--- ASSIGNMENT ---
From the line containing "Target: red checked shirt" down to the line containing "Target: white baseball cap" in the records below, reproduce every line exactly, ends included, and omit all others.

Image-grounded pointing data
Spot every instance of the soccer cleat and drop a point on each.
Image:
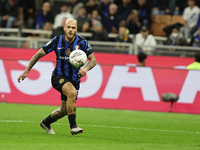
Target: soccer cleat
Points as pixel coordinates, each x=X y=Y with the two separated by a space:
x=76 y=130
x=48 y=129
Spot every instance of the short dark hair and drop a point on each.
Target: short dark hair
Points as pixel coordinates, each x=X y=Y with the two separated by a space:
x=197 y=56
x=141 y=56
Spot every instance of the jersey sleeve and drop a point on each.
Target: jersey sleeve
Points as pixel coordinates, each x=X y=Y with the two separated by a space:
x=86 y=47
x=50 y=46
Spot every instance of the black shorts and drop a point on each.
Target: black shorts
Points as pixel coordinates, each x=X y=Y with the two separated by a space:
x=58 y=82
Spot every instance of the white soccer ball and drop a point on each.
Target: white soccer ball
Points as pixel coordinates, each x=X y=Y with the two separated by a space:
x=78 y=58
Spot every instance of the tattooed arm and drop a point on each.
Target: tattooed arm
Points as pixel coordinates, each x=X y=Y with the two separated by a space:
x=88 y=66
x=31 y=63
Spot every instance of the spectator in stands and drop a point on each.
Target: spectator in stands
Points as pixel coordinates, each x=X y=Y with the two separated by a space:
x=74 y=7
x=99 y=33
x=8 y=13
x=161 y=7
x=125 y=8
x=195 y=41
x=144 y=40
x=111 y=22
x=95 y=16
x=104 y=8
x=133 y=22
x=83 y=19
x=141 y=59
x=176 y=38
x=144 y=12
x=179 y=7
x=64 y=14
x=123 y=38
x=44 y=16
x=195 y=28
x=90 y=6
x=59 y=30
x=48 y=26
x=196 y=64
x=190 y=16
x=27 y=13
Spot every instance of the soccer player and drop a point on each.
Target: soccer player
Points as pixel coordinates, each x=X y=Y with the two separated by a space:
x=65 y=77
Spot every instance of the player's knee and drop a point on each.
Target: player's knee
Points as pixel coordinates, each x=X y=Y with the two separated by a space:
x=72 y=95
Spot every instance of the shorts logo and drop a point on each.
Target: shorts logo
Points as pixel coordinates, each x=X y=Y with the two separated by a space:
x=68 y=51
x=61 y=81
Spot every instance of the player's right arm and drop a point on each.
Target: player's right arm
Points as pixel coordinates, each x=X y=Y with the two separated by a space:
x=31 y=63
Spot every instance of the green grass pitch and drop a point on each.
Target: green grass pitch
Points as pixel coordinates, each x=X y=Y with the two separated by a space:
x=104 y=129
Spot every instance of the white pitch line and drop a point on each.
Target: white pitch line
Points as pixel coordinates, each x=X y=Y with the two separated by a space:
x=112 y=127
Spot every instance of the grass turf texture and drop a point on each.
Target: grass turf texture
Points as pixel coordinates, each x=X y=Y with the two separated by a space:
x=104 y=129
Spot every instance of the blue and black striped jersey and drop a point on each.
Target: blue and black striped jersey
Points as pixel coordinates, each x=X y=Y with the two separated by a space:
x=62 y=50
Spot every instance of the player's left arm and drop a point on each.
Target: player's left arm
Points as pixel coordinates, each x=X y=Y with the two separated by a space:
x=92 y=62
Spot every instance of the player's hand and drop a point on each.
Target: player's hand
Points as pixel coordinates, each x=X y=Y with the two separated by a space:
x=22 y=76
x=82 y=72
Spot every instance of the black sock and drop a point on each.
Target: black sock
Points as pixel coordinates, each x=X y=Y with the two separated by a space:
x=48 y=121
x=72 y=120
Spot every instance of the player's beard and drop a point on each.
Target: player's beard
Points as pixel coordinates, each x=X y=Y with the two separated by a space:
x=70 y=37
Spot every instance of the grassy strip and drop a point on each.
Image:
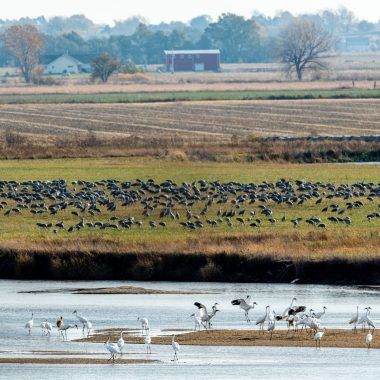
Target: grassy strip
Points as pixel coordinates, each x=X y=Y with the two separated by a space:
x=188 y=96
x=338 y=338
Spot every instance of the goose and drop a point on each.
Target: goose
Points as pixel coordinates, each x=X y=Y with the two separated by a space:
x=244 y=305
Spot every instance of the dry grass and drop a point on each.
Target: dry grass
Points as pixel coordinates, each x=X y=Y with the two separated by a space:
x=337 y=338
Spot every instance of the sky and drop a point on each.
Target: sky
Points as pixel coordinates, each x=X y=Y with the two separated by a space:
x=156 y=11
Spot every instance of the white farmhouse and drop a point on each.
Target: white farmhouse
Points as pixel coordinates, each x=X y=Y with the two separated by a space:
x=66 y=64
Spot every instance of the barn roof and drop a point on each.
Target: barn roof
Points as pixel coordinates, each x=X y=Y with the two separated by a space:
x=210 y=51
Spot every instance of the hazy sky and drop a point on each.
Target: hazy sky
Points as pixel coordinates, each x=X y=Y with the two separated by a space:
x=167 y=10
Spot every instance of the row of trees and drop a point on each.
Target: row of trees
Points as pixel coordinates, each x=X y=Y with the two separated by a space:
x=303 y=45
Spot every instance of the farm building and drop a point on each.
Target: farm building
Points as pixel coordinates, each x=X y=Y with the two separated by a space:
x=192 y=60
x=66 y=64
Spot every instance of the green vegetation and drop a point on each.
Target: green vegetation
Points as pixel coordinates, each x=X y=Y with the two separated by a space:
x=188 y=96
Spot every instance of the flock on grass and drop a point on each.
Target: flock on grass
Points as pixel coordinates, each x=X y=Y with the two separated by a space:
x=296 y=318
x=192 y=205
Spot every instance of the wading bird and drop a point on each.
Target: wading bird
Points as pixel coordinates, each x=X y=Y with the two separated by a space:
x=244 y=305
x=175 y=347
x=113 y=349
x=29 y=324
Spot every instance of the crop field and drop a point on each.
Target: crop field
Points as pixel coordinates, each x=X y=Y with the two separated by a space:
x=219 y=119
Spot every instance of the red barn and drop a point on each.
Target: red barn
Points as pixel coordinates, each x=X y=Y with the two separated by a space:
x=192 y=60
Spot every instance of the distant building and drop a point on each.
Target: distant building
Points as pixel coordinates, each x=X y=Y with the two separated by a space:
x=66 y=64
x=192 y=60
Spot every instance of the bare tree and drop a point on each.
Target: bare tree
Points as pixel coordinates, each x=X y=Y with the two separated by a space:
x=304 y=45
x=25 y=43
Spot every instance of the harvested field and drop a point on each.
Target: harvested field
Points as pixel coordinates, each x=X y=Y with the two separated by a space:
x=216 y=119
x=281 y=338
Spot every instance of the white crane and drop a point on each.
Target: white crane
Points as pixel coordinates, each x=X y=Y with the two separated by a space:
x=120 y=342
x=262 y=320
x=321 y=313
x=113 y=349
x=175 y=347
x=354 y=319
x=368 y=339
x=197 y=322
x=245 y=305
x=144 y=325
x=318 y=336
x=147 y=342
x=63 y=330
x=29 y=324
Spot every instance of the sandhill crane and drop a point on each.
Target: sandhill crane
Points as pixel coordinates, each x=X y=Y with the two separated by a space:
x=368 y=339
x=113 y=349
x=244 y=305
x=63 y=330
x=262 y=320
x=318 y=336
x=321 y=313
x=175 y=347
x=120 y=343
x=144 y=325
x=354 y=319
x=147 y=342
x=197 y=322
x=29 y=324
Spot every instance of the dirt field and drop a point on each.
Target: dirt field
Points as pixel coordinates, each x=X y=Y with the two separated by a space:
x=219 y=119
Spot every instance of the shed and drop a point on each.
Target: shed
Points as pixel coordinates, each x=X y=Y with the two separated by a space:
x=192 y=60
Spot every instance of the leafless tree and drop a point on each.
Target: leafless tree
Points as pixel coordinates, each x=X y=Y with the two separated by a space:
x=304 y=45
x=25 y=43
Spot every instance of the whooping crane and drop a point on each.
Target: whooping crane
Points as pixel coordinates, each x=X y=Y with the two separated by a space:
x=147 y=342
x=144 y=325
x=29 y=324
x=113 y=349
x=176 y=347
x=244 y=305
x=120 y=343
x=354 y=319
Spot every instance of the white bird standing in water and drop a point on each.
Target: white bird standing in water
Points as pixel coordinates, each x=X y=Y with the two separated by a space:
x=175 y=346
x=113 y=349
x=147 y=342
x=244 y=305
x=368 y=339
x=120 y=343
x=29 y=324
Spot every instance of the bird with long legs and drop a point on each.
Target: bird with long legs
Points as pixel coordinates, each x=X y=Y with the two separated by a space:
x=176 y=348
x=245 y=305
x=113 y=349
x=29 y=324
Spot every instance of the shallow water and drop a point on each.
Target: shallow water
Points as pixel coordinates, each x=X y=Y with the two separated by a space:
x=172 y=312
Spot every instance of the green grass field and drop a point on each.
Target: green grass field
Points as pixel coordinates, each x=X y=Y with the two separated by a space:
x=188 y=96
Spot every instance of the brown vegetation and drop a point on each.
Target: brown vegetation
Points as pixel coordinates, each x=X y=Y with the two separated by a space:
x=281 y=338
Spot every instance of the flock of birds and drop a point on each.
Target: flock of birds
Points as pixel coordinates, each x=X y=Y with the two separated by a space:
x=294 y=316
x=192 y=205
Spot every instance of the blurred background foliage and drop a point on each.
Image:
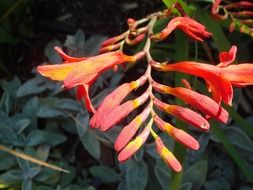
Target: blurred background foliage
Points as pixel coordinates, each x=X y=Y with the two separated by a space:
x=40 y=119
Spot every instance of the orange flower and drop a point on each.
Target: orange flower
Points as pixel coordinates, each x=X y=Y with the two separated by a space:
x=198 y=101
x=135 y=144
x=167 y=156
x=219 y=78
x=192 y=28
x=178 y=134
x=119 y=113
x=129 y=131
x=84 y=71
x=114 y=99
x=184 y=114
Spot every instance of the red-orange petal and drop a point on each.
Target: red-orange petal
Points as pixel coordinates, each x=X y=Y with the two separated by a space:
x=185 y=114
x=68 y=58
x=198 y=101
x=227 y=58
x=213 y=74
x=177 y=134
x=120 y=112
x=130 y=130
x=241 y=74
x=134 y=145
x=167 y=156
x=114 y=99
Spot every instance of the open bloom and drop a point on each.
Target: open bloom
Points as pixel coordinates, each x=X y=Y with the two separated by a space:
x=220 y=78
x=84 y=71
x=191 y=27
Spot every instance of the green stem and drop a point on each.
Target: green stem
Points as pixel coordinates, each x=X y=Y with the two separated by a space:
x=181 y=53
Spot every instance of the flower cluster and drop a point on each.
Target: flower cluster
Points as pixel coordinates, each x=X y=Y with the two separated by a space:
x=240 y=13
x=220 y=78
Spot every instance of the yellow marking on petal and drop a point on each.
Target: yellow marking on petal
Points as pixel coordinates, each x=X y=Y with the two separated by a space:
x=165 y=152
x=138 y=120
x=137 y=142
x=134 y=85
x=168 y=128
x=56 y=72
x=136 y=103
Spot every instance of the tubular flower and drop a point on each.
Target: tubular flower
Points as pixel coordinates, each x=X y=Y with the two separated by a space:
x=120 y=112
x=167 y=156
x=191 y=27
x=130 y=130
x=83 y=72
x=184 y=114
x=198 y=101
x=135 y=144
x=240 y=13
x=178 y=134
x=220 y=78
x=114 y=99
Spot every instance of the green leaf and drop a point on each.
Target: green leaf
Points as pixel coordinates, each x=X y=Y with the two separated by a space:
x=15 y=174
x=37 y=137
x=32 y=172
x=239 y=138
x=6 y=37
x=23 y=164
x=217 y=184
x=7 y=161
x=7 y=134
x=106 y=174
x=196 y=174
x=186 y=186
x=11 y=87
x=66 y=179
x=43 y=152
x=91 y=144
x=241 y=163
x=32 y=86
x=137 y=176
x=21 y=125
x=27 y=184
x=82 y=123
x=49 y=112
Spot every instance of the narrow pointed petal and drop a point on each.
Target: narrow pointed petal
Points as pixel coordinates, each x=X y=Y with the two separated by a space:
x=177 y=134
x=120 y=112
x=87 y=100
x=130 y=130
x=184 y=114
x=191 y=27
x=134 y=145
x=167 y=156
x=227 y=58
x=239 y=74
x=113 y=40
x=67 y=57
x=114 y=99
x=198 y=101
x=213 y=74
x=56 y=72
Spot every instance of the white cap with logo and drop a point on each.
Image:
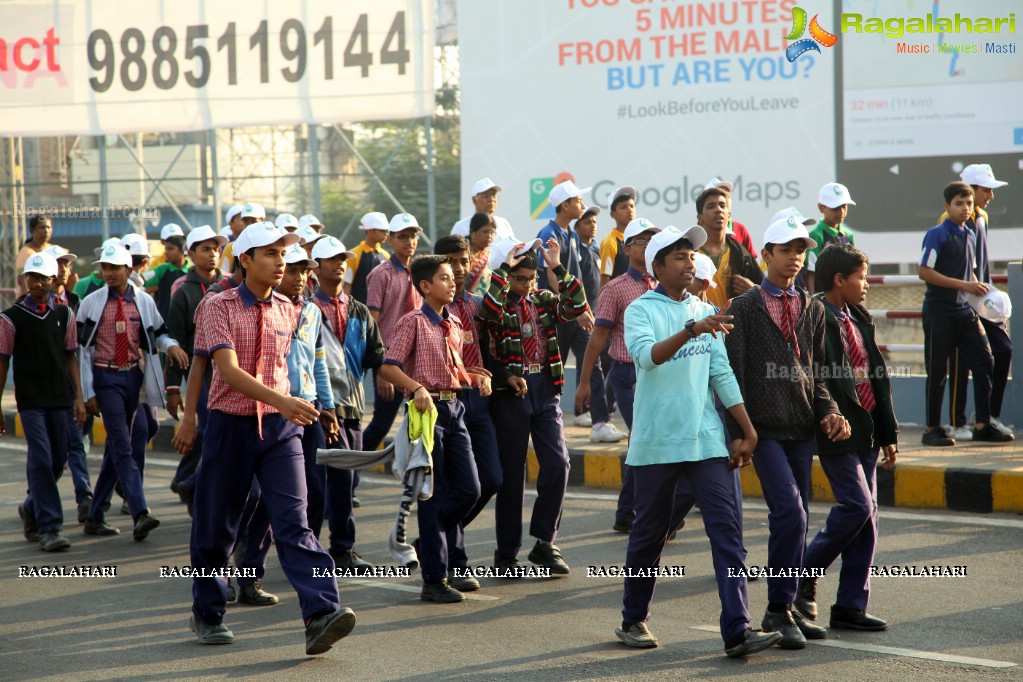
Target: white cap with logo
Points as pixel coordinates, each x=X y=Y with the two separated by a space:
x=835 y=194
x=981 y=175
x=669 y=235
x=41 y=264
x=565 y=191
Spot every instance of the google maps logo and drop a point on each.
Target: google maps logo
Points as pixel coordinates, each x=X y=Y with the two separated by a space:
x=804 y=45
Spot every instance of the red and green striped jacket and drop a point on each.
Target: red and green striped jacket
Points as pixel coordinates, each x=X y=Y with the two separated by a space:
x=499 y=313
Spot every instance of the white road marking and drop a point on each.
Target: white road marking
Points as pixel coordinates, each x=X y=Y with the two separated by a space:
x=891 y=650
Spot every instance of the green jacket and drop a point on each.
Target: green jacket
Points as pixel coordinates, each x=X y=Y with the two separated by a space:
x=866 y=433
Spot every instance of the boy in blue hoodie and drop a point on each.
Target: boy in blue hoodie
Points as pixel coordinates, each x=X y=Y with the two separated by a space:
x=673 y=339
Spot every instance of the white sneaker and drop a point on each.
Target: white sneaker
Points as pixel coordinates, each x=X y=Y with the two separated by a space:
x=606 y=433
x=962 y=434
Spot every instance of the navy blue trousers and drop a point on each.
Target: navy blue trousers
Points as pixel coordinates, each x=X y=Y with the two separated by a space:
x=784 y=469
x=539 y=415
x=232 y=454
x=851 y=529
x=46 y=438
x=712 y=483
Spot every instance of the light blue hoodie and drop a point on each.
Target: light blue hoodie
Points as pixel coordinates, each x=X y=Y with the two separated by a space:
x=675 y=419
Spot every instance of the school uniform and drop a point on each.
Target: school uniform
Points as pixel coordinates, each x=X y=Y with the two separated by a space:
x=390 y=292
x=39 y=337
x=524 y=341
x=246 y=440
x=352 y=345
x=775 y=350
x=858 y=381
x=677 y=435
x=428 y=349
x=121 y=335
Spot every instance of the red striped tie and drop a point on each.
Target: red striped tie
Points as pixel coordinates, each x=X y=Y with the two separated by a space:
x=859 y=364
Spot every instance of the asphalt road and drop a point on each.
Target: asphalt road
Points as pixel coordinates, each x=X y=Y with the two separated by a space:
x=135 y=626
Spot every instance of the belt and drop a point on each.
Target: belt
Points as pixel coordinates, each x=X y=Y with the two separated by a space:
x=118 y=368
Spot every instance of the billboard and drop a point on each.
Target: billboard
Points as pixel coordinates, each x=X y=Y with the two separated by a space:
x=95 y=67
x=666 y=96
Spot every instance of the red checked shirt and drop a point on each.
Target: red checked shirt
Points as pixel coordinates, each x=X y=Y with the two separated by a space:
x=107 y=329
x=229 y=320
x=389 y=294
x=423 y=350
x=466 y=309
x=614 y=298
x=7 y=334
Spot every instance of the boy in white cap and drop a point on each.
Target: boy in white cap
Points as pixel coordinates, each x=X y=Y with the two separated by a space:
x=121 y=331
x=485 y=200
x=681 y=362
x=368 y=255
x=981 y=178
x=833 y=202
x=776 y=350
x=391 y=296
x=42 y=337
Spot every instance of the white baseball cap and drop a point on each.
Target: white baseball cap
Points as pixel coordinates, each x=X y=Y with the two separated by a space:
x=785 y=214
x=310 y=220
x=835 y=194
x=115 y=255
x=330 y=246
x=981 y=175
x=171 y=230
x=60 y=254
x=790 y=229
x=308 y=234
x=669 y=235
x=373 y=221
x=136 y=243
x=565 y=191
x=483 y=185
x=296 y=254
x=403 y=221
x=232 y=212
x=625 y=190
x=993 y=306
x=718 y=182
x=706 y=269
x=254 y=211
x=638 y=226
x=42 y=264
x=203 y=233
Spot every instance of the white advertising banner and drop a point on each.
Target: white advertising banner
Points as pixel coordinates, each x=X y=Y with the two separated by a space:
x=665 y=96
x=96 y=67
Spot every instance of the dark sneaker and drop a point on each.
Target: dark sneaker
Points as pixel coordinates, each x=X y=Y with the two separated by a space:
x=211 y=634
x=548 y=556
x=98 y=528
x=752 y=642
x=937 y=438
x=990 y=434
x=53 y=542
x=783 y=623
x=636 y=635
x=806 y=598
x=255 y=594
x=441 y=592
x=143 y=526
x=853 y=619
x=30 y=528
x=322 y=632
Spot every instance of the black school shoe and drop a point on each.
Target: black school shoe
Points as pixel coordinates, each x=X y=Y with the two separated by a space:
x=853 y=619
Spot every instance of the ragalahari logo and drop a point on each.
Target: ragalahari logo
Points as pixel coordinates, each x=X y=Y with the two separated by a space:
x=804 y=45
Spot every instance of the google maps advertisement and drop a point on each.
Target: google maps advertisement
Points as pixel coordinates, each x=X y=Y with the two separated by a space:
x=771 y=95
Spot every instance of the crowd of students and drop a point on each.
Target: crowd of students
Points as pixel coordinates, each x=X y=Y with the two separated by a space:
x=263 y=361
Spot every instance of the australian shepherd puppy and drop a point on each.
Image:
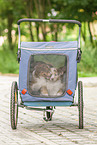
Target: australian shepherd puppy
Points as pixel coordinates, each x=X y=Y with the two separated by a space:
x=47 y=80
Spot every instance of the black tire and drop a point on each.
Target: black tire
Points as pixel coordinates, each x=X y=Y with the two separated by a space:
x=80 y=104
x=49 y=114
x=14 y=105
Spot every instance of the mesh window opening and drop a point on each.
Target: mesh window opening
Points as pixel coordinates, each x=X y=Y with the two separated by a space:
x=47 y=75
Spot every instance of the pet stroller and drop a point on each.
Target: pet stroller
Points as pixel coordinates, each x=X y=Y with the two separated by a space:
x=47 y=75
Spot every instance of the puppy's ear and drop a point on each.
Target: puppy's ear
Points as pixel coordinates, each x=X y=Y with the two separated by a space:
x=62 y=70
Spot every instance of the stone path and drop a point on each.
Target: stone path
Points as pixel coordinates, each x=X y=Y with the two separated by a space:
x=62 y=130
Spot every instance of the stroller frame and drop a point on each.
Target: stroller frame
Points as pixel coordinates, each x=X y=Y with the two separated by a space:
x=50 y=105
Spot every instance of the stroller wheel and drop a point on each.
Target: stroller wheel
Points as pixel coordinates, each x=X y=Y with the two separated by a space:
x=80 y=104
x=14 y=105
x=49 y=114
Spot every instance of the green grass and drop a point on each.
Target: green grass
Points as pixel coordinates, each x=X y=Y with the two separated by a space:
x=8 y=62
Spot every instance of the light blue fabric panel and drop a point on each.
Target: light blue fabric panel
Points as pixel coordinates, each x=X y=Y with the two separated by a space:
x=25 y=55
x=55 y=45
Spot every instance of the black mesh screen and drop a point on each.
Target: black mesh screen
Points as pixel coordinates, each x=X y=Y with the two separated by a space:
x=47 y=75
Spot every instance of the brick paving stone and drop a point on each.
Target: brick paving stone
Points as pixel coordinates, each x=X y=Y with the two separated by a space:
x=63 y=129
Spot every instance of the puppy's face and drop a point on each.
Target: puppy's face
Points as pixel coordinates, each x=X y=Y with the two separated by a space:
x=54 y=74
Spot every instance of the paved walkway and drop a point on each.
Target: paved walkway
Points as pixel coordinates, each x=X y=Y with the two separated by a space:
x=62 y=130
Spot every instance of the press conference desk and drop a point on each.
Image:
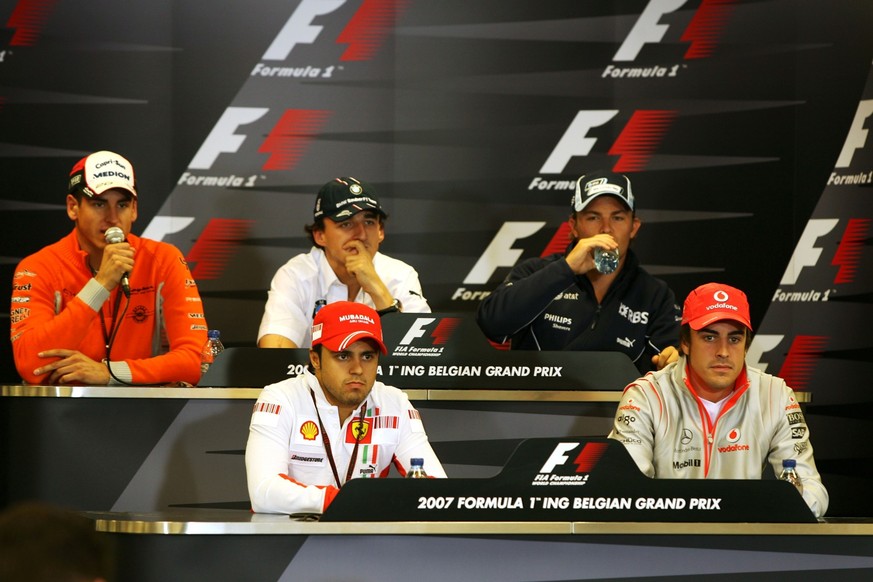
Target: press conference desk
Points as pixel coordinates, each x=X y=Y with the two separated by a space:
x=150 y=449
x=379 y=529
x=237 y=545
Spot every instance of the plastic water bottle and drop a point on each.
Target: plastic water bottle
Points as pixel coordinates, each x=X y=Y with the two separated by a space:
x=211 y=348
x=789 y=473
x=416 y=469
x=605 y=261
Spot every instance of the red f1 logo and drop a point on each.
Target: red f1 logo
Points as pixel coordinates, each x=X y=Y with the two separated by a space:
x=285 y=143
x=703 y=31
x=585 y=461
x=635 y=146
x=363 y=34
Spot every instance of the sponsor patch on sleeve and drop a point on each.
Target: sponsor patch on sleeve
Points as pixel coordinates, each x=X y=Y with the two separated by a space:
x=266 y=413
x=415 y=423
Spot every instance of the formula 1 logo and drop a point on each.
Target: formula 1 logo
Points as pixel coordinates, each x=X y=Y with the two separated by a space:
x=501 y=253
x=363 y=34
x=703 y=31
x=423 y=338
x=855 y=140
x=28 y=21
x=557 y=468
x=800 y=362
x=635 y=145
x=285 y=143
x=809 y=251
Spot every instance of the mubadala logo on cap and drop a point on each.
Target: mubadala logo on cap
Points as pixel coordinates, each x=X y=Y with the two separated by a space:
x=601 y=185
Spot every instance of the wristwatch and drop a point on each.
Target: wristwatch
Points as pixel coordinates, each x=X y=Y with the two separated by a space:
x=396 y=306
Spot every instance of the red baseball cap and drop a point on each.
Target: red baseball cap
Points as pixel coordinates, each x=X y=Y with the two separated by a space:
x=715 y=302
x=340 y=324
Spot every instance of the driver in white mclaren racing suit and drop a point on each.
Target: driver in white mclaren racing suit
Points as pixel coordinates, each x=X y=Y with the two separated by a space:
x=709 y=415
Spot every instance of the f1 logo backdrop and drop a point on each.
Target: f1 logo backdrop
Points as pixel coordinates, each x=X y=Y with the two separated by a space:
x=473 y=124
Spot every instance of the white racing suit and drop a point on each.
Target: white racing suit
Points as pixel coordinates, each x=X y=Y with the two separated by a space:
x=666 y=429
x=287 y=468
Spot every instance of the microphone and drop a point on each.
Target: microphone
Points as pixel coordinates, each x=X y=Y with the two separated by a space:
x=114 y=235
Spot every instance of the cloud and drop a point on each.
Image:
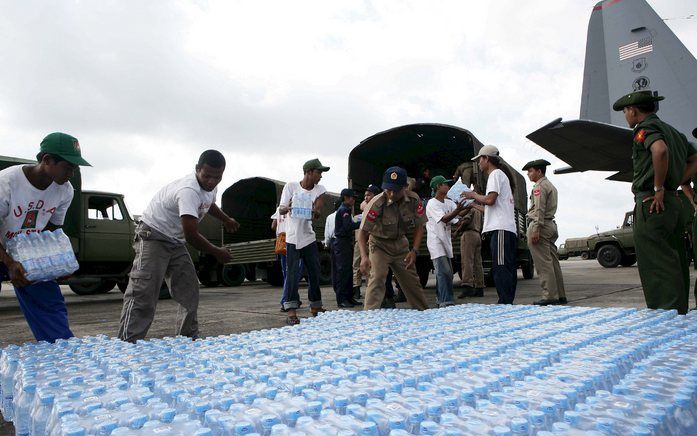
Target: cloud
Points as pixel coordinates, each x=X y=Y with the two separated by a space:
x=147 y=86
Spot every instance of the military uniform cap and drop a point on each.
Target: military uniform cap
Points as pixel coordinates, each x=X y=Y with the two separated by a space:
x=394 y=179
x=538 y=163
x=347 y=192
x=374 y=189
x=639 y=97
x=439 y=180
x=314 y=164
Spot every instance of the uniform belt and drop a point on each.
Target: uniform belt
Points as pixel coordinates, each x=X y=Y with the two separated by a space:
x=643 y=194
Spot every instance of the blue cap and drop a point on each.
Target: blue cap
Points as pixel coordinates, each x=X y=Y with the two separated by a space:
x=394 y=179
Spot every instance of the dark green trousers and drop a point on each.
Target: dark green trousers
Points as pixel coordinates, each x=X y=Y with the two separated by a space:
x=661 y=254
x=694 y=251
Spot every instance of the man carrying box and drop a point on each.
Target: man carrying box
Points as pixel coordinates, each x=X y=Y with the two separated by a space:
x=34 y=198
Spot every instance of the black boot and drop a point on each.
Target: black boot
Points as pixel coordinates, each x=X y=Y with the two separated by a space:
x=400 y=298
x=356 y=292
x=467 y=291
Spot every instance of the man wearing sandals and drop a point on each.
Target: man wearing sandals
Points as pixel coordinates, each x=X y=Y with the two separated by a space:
x=301 y=242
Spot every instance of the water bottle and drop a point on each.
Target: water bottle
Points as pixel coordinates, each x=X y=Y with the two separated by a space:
x=66 y=251
x=53 y=250
x=22 y=419
x=23 y=252
x=40 y=413
x=44 y=269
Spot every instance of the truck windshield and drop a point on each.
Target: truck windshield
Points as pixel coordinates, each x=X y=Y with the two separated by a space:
x=103 y=208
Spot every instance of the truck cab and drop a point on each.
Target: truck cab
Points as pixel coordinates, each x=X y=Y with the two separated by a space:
x=615 y=247
x=101 y=231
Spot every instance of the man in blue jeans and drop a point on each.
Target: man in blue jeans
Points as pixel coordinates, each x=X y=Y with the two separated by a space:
x=301 y=241
x=34 y=198
x=441 y=213
x=499 y=221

--- TASK OUTPUT ---
Target: red checked shirt
Points as pixel coordinates, each x=X y=Y with the two separated by a space:
x=107 y=329
x=229 y=320
x=389 y=294
x=423 y=350
x=466 y=309
x=614 y=298
x=7 y=334
Spot every instance of the boy in white cap and drop a point on each.
Target: boy in white cap
Points as pixel coordinates, each x=X y=Y with the two separated by a space:
x=121 y=331
x=485 y=200
x=681 y=362
x=368 y=255
x=981 y=178
x=833 y=202
x=776 y=350
x=391 y=296
x=42 y=337
Spot every instance of the white baseball cap and drop a point on each.
Target: white baseball cap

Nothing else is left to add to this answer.